The hike was just what I was looking for. The trail starts out on what was once probably a logging road but is now a grassy path traversing up a gentle wooded slope. About half the trees were bare; filled with light the forest seemed open and inviting. Part way up, the trail ascends through an area which was logged maybe 15 years ago and has grown up with a dense understory of beech, a flood of yellow in the sunshine. Towards the top the way became quite steep and somewhat difficult to follow, marked by low cairns which were nearly smothered in fallen leaves. It occurred to me that this steep trail slippery with dry leaves was more than Mom and John had bargained for but they managed the irregular rocks and short ledgy sections without much difficulty, and slowly enough that Susan, who is unaccustomed to significant uphill walking, was still able to keep up. I had plenty of time to take photos but the telephoto lens was too long for group shots and I didn't bother to change it out. For birds, I heard only a few chickadees and nuthatches. The trees were more interesting, an open mix of spruce, oak and some of the largest hop-hornbeams I've ever seen. Though not more than 20' tall a couple of them were nearly 18" in diameter, impressive for a tree whose trunk is normally less than 6" thick. The stout trunks and delicately shaggy bark reminded us of old apple trees but the tapered crowns with fine twigs are hard to mistake for anything else.
Descending the ski slopes
Mom, Sarah and John on the Knoll
We sat on the ledges for a half hour or so. The view from the Knoll is more constrained every year, obstructed in most directions now by red spruces which were barely more than bushes when I was young. We picked out Sarah's house, and Dean's newly-cleared lot on the ridge of Tin Mountain above the Dundee height-of-land. Dean, who according to Mom and John once threatened to stuff his ex-girlfriend into a freezer than run her through a wood-chipper once she was good and stiff if she persisted in spreading the rumor that he was the father of her increasinly evident unborn child. That was when he was a young man; apparently he's settled down quite a bit since then. The money he's made selling off pieces of the old family farm over the years might have something to do with that transformation. Other than the McMansions scattered through the woods, the area below Black Mountain doesn't look that much different now than it did then. The ski slopes we hiked down this afternoon are pretty much the same as those I learned to ski on almost half a century ago.

■ Records for the exercise
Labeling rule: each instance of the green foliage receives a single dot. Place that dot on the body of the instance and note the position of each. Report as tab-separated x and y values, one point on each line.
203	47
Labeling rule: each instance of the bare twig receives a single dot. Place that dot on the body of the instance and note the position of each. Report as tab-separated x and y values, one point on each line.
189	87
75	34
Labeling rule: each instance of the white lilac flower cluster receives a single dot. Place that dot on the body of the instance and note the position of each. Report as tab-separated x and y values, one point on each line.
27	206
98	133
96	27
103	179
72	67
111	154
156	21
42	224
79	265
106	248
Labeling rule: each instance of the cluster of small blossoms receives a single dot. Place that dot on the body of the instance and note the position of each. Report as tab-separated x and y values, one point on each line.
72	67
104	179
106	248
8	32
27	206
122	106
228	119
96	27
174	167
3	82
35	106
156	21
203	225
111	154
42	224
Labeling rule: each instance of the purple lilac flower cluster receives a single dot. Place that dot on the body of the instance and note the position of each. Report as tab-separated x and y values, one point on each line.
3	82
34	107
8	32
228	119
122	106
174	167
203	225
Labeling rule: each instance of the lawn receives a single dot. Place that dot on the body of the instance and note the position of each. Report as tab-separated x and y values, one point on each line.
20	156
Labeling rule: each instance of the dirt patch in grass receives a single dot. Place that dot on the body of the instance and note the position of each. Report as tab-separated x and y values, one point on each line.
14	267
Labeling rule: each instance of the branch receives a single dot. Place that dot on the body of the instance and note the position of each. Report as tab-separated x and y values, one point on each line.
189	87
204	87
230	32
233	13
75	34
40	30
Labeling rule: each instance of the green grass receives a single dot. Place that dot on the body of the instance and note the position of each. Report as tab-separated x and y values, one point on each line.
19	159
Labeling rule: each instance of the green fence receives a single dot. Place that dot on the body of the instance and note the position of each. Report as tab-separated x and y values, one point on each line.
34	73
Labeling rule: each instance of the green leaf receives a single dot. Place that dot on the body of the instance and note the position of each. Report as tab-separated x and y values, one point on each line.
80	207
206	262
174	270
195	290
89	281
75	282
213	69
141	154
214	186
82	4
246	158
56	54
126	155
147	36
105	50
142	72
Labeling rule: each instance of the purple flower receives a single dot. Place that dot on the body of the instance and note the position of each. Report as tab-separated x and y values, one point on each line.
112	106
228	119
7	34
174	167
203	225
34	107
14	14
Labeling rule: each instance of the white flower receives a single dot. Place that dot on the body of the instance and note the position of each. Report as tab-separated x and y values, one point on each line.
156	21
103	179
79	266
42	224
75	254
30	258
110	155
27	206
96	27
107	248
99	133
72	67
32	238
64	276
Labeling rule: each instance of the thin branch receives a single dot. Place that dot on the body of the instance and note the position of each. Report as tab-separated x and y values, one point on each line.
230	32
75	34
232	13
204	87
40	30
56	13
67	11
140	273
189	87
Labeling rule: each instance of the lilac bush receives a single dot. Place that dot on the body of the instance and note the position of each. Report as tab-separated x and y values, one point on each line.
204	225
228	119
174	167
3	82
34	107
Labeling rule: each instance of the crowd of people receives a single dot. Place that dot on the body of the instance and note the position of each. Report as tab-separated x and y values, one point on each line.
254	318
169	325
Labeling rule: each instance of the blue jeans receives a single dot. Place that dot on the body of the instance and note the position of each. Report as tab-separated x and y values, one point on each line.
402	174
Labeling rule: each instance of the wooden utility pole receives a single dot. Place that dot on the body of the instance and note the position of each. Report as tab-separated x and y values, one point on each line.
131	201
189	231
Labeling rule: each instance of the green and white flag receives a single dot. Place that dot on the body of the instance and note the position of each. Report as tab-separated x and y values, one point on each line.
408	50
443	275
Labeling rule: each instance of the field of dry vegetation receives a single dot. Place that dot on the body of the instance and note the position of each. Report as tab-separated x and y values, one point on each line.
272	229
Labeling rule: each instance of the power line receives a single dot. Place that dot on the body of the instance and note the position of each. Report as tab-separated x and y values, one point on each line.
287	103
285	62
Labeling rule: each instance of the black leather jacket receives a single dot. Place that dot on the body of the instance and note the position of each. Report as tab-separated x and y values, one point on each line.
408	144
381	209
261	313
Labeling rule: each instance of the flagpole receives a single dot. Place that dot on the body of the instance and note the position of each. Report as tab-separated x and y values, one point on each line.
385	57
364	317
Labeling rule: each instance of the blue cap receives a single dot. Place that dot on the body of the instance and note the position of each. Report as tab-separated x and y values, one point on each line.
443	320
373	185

■ Directives
1. Which lines of the records contain the word "jeans"? Pull out each one.
2. Could you write the next part of the account of the hike to the Knoll, starting right after its final sentence?

■ Answers for the exercise
1.
Labeling rule: each instance of the blue jeans receives a single dot. Place that dot on the body of the instance and note the position of each. Report as tab-separated x and y values, one point on each line.

2.
 
 
Susan fixed Shepherd's Pie (both vegetarian and meatitarian versions) and Sarah baked a flourless chocolate cake to celebrate Mom and John's 42nd wedding anniversary, which is tomorrow. Dinner was delectable and Mom and John were touched by our thinking of them. After dinner we posed for a photo on the sofa in the PT room, first Eric and Sarah and I, then Mom and John and the three of us with Susan and Roger. It took half a dozen attempts with the self-timer before we obtained a successful shot.
10/28/2009 Boston Rain, 53
The plane was nearly empty; fewer than 50 passengers were on the Jetblue flight to Seattle. That works out to not even one passenger on each side of the aisle per row. The flight attendants said that this evening's flight was an anomaly; usually the plane is reasonably full. I hope so; I like that flight and would hate to see it cancelled.